== SUPPLIED MATERIAL ==

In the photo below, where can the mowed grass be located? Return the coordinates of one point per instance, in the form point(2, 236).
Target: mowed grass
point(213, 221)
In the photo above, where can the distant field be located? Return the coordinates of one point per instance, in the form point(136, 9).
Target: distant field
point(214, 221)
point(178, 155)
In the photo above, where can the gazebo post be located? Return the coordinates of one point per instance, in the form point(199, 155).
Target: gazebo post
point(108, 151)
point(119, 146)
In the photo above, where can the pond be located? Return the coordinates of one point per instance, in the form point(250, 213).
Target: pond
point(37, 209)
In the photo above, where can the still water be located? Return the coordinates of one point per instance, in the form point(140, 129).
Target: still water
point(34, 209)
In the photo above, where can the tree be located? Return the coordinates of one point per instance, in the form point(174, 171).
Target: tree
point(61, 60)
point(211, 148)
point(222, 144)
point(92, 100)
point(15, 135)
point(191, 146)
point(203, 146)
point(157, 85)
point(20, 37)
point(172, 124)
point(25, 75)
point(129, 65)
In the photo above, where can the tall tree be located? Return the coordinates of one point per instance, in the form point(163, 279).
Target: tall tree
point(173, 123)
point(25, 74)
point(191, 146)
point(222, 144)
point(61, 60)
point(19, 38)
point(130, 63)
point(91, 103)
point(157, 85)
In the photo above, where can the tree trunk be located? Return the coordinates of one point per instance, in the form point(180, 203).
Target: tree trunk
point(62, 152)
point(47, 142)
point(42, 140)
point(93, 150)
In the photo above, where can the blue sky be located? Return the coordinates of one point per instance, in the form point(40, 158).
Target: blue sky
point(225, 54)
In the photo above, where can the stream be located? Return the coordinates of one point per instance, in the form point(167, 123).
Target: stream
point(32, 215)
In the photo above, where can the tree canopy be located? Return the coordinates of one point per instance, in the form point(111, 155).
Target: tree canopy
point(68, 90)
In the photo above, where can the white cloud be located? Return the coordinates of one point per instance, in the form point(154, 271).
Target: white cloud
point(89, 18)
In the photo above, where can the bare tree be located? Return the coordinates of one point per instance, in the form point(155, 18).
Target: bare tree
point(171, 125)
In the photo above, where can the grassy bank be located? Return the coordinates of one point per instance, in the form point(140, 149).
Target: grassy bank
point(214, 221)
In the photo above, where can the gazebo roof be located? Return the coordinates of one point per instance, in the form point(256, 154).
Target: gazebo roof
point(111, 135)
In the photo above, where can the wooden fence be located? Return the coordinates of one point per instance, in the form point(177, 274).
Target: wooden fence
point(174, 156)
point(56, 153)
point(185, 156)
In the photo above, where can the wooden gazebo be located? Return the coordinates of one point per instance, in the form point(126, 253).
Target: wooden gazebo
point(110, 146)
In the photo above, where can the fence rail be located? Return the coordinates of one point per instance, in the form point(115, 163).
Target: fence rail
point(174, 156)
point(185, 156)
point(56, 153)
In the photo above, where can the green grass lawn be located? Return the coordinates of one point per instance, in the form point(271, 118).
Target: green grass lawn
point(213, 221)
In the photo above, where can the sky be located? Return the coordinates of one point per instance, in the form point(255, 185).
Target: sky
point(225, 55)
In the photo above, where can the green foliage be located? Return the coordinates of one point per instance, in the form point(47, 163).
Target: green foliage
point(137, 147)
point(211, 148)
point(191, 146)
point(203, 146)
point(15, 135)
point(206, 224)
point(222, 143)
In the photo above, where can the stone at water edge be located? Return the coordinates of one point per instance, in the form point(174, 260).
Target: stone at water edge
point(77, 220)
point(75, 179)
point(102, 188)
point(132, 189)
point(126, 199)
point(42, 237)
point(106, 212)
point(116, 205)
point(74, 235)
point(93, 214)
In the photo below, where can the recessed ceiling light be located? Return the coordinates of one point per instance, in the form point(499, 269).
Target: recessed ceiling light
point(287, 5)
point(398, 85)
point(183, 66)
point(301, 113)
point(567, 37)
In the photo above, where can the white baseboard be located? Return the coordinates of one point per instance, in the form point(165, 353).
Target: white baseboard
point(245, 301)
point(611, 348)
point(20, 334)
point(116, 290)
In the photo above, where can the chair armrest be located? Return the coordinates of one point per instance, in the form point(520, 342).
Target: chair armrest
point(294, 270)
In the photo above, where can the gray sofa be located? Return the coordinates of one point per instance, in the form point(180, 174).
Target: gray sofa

===

Could you rewrite all of the rows above, changing every "Target" to "Label" and leaving everything else as it is?

▶ [ANSWER TO THIS EXERCISE]:
In the photo below, where can the mowed grass be located? Return the coordinates of one point per instance, in the form point(2, 236).
Label: mowed grass
point(213, 221)
In the photo above, where can the distant field be located? Return the coordinates of one point per instance, in the form point(136, 9).
Label: distant field
point(214, 221)
point(178, 155)
In the photo above, where can the gazebo post be located? Return the coordinates of one point per instance, in the form point(199, 155).
Label: gazebo post
point(108, 151)
point(119, 146)
In the photo above, where can the pond be located? Return the coordinates of one point per instance, in the form point(250, 213).
Label: pond
point(37, 209)
In the photo above, where can the still water be located? Return the coordinates of one point per instance, in the form point(140, 129).
Label: still water
point(34, 209)
In the photo above, where can the tree be located? Return the coordinates of one point per instance, in the form point(174, 171).
Label: tree
point(61, 60)
point(211, 148)
point(222, 144)
point(92, 100)
point(15, 135)
point(191, 146)
point(203, 146)
point(157, 85)
point(20, 37)
point(172, 124)
point(25, 75)
point(129, 65)
In the photo above, where can the tall tree be located? Return the coordinates of one point per instance, in the form point(163, 279).
Label: tall tree
point(173, 123)
point(25, 74)
point(191, 146)
point(222, 144)
point(61, 60)
point(19, 38)
point(130, 63)
point(91, 103)
point(157, 85)
In the photo above, where can the tree trunk be located? Return the coordinates of one point per instance, in the form point(180, 203).
Label: tree trunk
point(62, 152)
point(47, 142)
point(42, 140)
point(93, 150)
In the photo above, where can the blue sky be located? Return the coordinates of one point per instance, in the form point(40, 158).
Label: blue sky
point(225, 54)
In the photo above, where can the stream be located? Return the coordinates of one point per instance, in the form point(167, 123).
Label: stream
point(32, 215)
In the photo above, where can the tree canopy be located? Return the coordinates of one point per instance, in the form point(111, 155).
Label: tree canopy
point(68, 90)
In the photo above, where can the white cloud be located? Return the coordinates of one point per instance, in the form point(154, 271).
Label: white cloud
point(89, 18)
In the photo above, where can the bare tree be located? Return the coordinates of one point per instance, in the form point(155, 18).
Label: bare tree
point(171, 125)
In the photo above, where can the grassy bank be located? Return the coordinates of one point per instance, in the form point(140, 149).
Label: grassy bank
point(214, 221)
In the photo above, where can the gazebo roof be located? Return the coordinates of one point per instance, in the form point(256, 154).
Label: gazebo roof
point(111, 135)
In the photo above, where can the wooden fence be located? Return the coordinates of one point per instance, in the form point(177, 274).
Label: wooden fence
point(174, 156)
point(56, 153)
point(185, 156)
In the photo above, where can the wooden gazebo be located? Return the coordinates of one point per instance, in the form point(126, 253).
Label: wooden gazebo
point(110, 146)
In the photo above, where can the fence rail be located? Return the coordinates of one point per instance, in the form point(115, 163).
Label: fence rail
point(174, 156)
point(185, 156)
point(56, 153)
In the photo above, where can the green grass lawn be located? Return the coordinates of one point per instance, in the form point(271, 118).
Label: green grass lawn
point(213, 221)
In the photo above, where can the sky be located? Return the coordinates of one point per instance, in the form point(255, 185).
Label: sky
point(225, 55)
In the photo above, where can the green foliage be located? Return the coordinates of one point per instance, in the form point(47, 163).
Label: green foliage
point(137, 147)
point(211, 148)
point(191, 146)
point(203, 146)
point(15, 135)
point(206, 224)
point(222, 143)
In the photo above, where can the stone at water edge be located? Return the coordinates of one point per instance, in the form point(174, 260).
Label: stone at water edge
point(77, 220)
point(75, 179)
point(102, 188)
point(132, 189)
point(126, 199)
point(42, 237)
point(106, 212)
point(116, 205)
point(74, 235)
point(93, 214)
In the photo below, where can the recessed ceiling light be located? Return the coordinates of one point per instance, in the form point(499, 269).
Label: recessed ceiling light
point(287, 5)
point(398, 85)
point(183, 66)
point(301, 113)
point(567, 37)
In the photo above, where can the white baseboard be located? Return the coordinates of one point per instance, in the form point(165, 353).
Label: white baseboard
point(245, 301)
point(611, 348)
point(20, 334)
point(116, 290)
In the photo above, where can the chair armrest be located? Return the coordinates of one point per instance, in the form point(520, 342).
Label: chair armrest
point(294, 270)
In the photo above, where can the gray sofa be located? Return the coordinates of one point per instance, in the form point(180, 174).
Label: gray sofa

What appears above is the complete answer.